Image-grounded pointing data |
┌────────

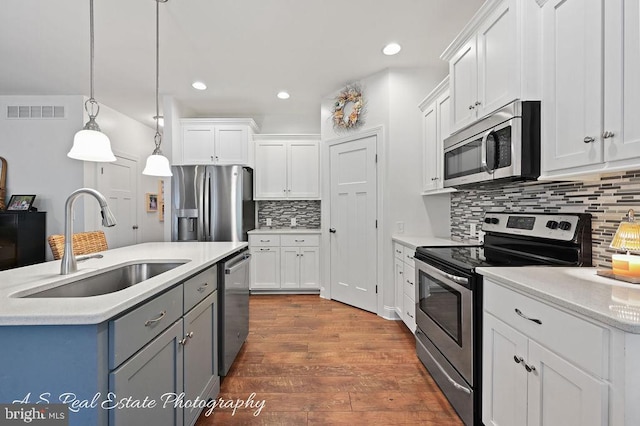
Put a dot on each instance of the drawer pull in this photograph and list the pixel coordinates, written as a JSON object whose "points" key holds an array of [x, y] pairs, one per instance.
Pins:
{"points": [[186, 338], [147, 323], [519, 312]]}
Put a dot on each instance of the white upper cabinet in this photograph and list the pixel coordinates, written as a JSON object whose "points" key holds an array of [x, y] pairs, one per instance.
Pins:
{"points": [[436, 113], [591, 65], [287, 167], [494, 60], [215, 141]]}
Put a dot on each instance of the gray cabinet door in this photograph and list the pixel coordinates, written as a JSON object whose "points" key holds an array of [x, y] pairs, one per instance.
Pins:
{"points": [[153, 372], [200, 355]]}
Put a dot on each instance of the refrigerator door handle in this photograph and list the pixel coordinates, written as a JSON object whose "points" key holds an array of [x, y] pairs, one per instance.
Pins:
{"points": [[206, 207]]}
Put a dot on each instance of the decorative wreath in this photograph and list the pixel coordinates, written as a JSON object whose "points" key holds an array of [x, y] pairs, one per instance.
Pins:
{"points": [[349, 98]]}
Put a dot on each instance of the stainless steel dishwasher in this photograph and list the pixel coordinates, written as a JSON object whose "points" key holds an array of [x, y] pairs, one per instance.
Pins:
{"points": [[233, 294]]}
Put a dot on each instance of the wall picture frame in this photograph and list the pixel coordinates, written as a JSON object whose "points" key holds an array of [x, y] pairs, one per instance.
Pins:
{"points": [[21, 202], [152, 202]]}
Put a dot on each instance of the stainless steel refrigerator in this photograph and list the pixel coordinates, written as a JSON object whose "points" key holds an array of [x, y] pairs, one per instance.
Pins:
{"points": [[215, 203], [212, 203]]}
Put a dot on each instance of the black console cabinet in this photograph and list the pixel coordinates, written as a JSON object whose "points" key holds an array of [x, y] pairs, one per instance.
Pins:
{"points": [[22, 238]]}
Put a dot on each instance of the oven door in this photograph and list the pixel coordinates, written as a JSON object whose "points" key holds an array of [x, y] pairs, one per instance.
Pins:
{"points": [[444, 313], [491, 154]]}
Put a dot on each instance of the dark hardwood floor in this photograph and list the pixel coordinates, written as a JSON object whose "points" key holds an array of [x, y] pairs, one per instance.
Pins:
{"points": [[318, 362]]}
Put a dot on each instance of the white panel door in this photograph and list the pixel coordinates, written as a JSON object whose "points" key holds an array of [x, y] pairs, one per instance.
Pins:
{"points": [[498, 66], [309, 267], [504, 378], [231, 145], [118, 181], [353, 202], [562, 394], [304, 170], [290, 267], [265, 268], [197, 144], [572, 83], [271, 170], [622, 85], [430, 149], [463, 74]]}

└────────

Give every record again without changing a word. Exclude the pictures.

Put a dot on each instance of the drawer pull in this photograph and list the pixel coordinates, written as a JSON object whose "points" key holds an array of [x, y] pairs, one per instance.
Pins:
{"points": [[186, 338], [147, 323], [519, 312]]}
Put a dot on each instance of the white upper cabinet in this photograph and list the pixel coordinates, written as a JSON object whose "points" key holds an array of [x, y] pairs, one per instance.
Pins:
{"points": [[436, 113], [591, 65], [287, 167], [494, 60], [215, 141]]}
Put a dot on each instance of the gray cabinet door in this photograph and list the pixel coordinates, written as a JSON object whose "points" key holds an array of [x, y] pairs, one per instance.
Pins:
{"points": [[153, 372], [200, 355]]}
Put a dot on each instance of the refrigerator door handle in this photograph and list the pixel coordinates, written as a JSON object whose "points" key holds an array of [x, y] pairs, one per instance.
Pins:
{"points": [[206, 207]]}
Put a dot on each instance of the decorative wreath in this photograph and list the pixel coordinates, written as a JSON object whose "points" key holds an array of [x, y] pairs, one per instance.
Pins:
{"points": [[349, 98]]}
Put a dot on each instance of the stainless steel dishwasher in this photograph and list the pixel coordinates, written as a JSON object whose "points" key holds an array of [x, y] pairs, one per instance.
Pins:
{"points": [[233, 294]]}
Put a dot on each instance of the wall picture frame in this photograph and list the pixel coordinates, written as a JSON object whose "points" key holds an array of [x, y] pairs, one per instance.
Pins:
{"points": [[21, 202], [152, 202]]}
Put a dot on each instance of the stainless steel refrigerator in this photograph and list the pixel coordinates, written as a JSON object whose "points" key holds an array of [x, y] pairs, one per instance.
Pins:
{"points": [[215, 203], [212, 203]]}
Put a dot on each instance of the black console cabinet in this photograph and list the pixel coordinates, written as a JSON object whose "points" key holds an array of [x, y] pairs, one per instance.
Pins:
{"points": [[22, 238]]}
Put a dot on each instance of the oven door in this photograph and list the pixel coordinates, written as a JSON object whose "points" key holds an array of [x, y] pairs, one per instance.
Pins:
{"points": [[444, 313], [491, 154]]}
Put a dot on each instance of the dark hardwood floor in this photograph and list the pixel coordinates, written as a JSON object whose "points" key holds an array of [x, y] pairs, one per instance.
Pins:
{"points": [[318, 362]]}
Put a dot on each instance of the white panel door in this photograph and list the pixel coordinates, written as a JSON object whose "points" key holds an array of [x, y] pairs, one per instance.
Pins:
{"points": [[498, 66], [309, 267], [504, 378], [231, 145], [118, 181], [353, 202], [562, 394], [304, 170], [290, 267], [265, 268], [197, 144], [572, 83], [271, 170], [622, 85], [430, 149], [463, 74]]}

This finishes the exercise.